OBJECTIVE -
Express the lines of the items below as a JSON list of strings, one string per line, with blank lines left out. Begin at the line that contains "of the black" and stop after the line that contains "<point>705,443</point>".

-=-=-

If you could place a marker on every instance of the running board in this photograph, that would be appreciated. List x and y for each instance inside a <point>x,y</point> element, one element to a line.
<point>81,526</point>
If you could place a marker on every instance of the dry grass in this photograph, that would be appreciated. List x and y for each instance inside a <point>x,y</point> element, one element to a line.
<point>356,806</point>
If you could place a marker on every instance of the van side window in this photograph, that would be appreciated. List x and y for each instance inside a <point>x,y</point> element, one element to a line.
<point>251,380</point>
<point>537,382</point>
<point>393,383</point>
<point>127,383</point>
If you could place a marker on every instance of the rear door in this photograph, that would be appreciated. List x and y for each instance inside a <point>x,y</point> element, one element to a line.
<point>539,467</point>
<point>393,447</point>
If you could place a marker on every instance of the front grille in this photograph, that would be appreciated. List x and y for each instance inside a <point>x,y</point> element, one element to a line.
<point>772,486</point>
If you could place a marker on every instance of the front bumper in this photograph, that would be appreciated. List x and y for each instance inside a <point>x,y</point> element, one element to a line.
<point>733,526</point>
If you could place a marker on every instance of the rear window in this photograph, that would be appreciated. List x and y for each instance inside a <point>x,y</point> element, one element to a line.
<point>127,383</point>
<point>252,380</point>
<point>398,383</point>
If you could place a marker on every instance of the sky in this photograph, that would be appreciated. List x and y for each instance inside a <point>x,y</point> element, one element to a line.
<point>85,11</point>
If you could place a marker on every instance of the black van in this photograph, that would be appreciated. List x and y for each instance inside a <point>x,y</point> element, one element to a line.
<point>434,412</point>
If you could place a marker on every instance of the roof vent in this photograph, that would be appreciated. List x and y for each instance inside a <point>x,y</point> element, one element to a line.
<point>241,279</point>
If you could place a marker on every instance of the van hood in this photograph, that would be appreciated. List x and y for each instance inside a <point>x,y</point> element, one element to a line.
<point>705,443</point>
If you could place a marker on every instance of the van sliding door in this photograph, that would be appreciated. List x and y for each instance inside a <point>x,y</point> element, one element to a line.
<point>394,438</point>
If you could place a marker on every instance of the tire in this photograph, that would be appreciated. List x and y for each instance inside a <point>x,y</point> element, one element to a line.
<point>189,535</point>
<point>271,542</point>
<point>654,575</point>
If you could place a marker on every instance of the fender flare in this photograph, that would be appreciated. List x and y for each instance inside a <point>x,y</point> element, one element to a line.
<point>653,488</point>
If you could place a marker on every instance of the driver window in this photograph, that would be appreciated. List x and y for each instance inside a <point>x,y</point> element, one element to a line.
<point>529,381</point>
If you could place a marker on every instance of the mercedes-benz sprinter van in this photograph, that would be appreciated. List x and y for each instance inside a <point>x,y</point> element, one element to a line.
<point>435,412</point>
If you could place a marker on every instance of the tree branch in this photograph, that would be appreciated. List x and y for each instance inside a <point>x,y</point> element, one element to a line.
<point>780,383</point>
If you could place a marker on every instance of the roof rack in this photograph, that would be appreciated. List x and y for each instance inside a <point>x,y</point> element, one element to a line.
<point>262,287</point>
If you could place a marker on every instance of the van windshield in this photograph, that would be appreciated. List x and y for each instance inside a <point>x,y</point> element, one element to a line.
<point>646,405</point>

-=-=-

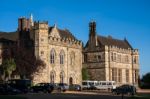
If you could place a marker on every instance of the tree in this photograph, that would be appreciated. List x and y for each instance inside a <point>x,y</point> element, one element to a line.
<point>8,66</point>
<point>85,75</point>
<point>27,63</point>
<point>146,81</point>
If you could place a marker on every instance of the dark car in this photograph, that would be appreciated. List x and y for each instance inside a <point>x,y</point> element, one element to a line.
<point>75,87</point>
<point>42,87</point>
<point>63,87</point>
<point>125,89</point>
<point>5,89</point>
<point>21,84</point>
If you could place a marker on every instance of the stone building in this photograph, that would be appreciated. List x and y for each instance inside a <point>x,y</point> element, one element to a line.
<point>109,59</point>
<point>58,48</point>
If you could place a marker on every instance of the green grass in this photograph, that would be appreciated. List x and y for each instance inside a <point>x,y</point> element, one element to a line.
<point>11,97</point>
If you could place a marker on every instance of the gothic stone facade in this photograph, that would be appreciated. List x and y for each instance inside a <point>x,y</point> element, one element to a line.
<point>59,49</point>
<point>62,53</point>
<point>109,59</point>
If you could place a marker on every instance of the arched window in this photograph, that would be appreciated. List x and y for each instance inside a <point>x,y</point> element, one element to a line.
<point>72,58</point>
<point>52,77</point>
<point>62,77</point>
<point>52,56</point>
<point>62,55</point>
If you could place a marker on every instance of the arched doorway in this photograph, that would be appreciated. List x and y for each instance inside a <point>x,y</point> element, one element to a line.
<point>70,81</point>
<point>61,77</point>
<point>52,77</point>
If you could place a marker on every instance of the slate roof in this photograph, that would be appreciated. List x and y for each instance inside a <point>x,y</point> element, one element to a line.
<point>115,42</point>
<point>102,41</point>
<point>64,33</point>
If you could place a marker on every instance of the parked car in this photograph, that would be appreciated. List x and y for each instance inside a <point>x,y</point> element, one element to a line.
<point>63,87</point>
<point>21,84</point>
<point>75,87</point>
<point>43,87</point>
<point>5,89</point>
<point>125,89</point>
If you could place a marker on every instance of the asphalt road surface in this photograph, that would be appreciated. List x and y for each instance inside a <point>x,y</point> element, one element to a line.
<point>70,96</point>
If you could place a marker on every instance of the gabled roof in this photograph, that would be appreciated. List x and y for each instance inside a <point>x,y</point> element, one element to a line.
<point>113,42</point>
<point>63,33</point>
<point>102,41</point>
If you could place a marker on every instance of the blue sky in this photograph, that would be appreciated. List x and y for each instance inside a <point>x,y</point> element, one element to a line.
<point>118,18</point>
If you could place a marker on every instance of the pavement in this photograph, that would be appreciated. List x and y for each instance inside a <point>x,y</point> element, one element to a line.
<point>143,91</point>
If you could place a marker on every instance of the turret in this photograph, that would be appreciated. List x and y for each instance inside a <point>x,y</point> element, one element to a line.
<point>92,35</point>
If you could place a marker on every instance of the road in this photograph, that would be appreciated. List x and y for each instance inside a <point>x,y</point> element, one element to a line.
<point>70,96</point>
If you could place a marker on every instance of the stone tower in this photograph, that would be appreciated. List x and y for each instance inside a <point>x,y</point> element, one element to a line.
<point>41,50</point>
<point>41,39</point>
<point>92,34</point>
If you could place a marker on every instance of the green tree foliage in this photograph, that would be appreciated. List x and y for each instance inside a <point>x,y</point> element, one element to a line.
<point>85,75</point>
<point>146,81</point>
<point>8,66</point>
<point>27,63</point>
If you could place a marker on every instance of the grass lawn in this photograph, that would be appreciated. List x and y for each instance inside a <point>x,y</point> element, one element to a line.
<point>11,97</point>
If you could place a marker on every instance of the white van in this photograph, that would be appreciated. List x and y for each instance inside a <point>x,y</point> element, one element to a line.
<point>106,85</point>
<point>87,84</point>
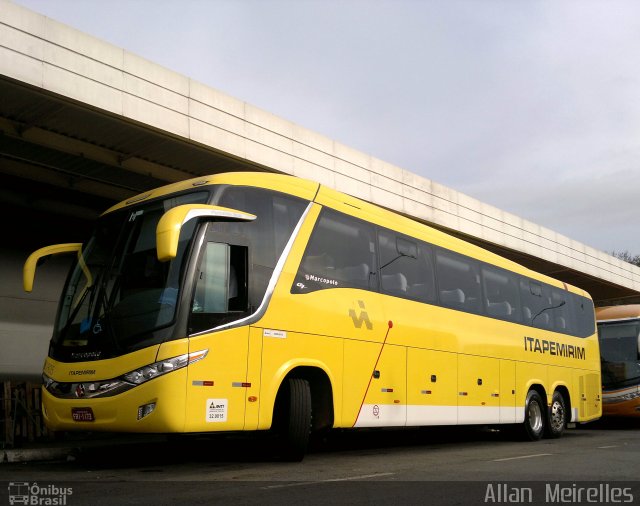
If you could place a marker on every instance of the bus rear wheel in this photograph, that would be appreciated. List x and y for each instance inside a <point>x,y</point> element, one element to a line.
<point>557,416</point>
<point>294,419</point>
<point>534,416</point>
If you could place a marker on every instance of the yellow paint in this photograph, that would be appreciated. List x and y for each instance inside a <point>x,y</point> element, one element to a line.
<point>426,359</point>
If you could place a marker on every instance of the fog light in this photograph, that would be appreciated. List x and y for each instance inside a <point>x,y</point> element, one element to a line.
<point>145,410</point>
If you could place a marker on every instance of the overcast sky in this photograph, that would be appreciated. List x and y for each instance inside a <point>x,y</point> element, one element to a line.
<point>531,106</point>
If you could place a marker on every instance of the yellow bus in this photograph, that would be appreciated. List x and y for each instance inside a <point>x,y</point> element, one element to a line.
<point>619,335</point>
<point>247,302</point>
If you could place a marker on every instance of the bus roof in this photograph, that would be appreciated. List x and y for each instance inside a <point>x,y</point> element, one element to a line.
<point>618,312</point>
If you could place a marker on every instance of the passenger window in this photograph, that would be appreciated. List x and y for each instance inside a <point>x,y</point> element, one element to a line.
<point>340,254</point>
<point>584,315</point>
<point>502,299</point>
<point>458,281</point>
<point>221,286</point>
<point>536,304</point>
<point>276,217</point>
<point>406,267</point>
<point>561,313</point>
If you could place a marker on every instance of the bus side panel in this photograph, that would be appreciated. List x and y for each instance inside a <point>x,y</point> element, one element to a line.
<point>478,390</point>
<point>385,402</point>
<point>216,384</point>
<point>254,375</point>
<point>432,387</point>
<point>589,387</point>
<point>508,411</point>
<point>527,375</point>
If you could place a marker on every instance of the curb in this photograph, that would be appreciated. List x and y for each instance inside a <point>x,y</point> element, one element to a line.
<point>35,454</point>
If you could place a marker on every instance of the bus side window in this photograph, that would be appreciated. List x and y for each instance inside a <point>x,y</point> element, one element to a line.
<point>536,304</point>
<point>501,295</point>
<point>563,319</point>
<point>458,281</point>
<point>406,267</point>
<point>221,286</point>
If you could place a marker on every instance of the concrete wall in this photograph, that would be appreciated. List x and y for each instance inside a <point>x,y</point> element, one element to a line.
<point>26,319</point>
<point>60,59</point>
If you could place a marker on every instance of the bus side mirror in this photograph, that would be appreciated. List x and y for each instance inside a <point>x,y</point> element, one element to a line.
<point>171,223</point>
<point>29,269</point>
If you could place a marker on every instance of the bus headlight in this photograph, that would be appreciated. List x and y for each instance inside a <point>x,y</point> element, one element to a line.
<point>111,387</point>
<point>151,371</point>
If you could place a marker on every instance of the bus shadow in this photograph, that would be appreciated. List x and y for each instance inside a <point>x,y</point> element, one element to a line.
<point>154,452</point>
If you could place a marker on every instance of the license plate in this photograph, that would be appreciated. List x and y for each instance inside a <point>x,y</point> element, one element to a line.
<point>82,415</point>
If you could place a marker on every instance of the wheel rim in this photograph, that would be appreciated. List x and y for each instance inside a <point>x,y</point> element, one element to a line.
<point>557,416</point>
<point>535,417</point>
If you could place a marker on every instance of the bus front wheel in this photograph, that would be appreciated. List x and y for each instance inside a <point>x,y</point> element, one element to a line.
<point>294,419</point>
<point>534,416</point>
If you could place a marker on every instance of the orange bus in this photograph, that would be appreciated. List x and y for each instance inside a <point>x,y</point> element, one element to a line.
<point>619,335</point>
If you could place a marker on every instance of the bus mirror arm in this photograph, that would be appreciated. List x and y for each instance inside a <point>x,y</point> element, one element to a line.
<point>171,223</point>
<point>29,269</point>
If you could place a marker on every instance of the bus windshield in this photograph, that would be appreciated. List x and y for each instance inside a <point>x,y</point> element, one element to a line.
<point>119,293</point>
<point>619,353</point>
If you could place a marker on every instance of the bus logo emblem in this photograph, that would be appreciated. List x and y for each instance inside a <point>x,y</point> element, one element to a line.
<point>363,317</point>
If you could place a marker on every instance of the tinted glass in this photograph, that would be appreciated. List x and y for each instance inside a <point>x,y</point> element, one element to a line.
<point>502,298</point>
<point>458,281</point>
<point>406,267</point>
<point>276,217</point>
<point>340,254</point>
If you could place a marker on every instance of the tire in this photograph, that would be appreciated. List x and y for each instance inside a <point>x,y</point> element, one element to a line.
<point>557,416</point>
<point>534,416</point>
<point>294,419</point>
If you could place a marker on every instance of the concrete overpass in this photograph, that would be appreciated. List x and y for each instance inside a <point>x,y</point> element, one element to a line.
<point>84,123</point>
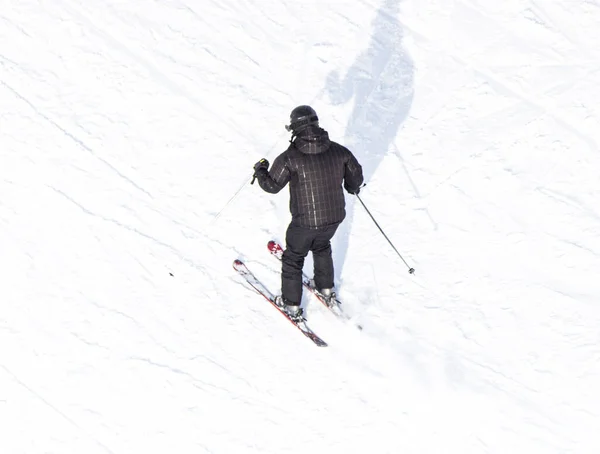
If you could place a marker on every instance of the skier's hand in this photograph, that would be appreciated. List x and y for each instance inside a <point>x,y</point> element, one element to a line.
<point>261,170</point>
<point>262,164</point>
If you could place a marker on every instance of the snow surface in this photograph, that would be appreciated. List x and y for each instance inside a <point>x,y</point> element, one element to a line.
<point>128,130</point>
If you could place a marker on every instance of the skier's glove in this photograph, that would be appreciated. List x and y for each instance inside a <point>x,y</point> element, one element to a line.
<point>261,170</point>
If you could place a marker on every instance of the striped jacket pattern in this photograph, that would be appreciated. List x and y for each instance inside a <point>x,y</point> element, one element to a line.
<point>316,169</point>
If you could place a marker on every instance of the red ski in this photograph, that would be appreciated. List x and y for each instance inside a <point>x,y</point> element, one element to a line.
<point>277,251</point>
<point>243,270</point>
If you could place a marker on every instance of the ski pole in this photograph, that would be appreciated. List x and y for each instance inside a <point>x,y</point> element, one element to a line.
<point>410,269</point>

-=-=-

WRITTEN REPLY -
[
  "If you could place a marker on every instance of the black van in this photograph, that would be appreciated. List x and y for each instance inside a <point>x,y</point> element, one element to a line.",
  "<point>434,412</point>",
  "If you could place a marker on every instance of the roof vent in this photograph, that would be appreciated. List x and y for each instance inside a <point>x,y</point> element, one element to a line.",
  "<point>241,279</point>",
  "If you could place a marker on every instance of the van hood in this photograph, that would be appreciated. List x and y for each instance inside a <point>x,y</point> element, one element to a line.",
  "<point>705,443</point>"
]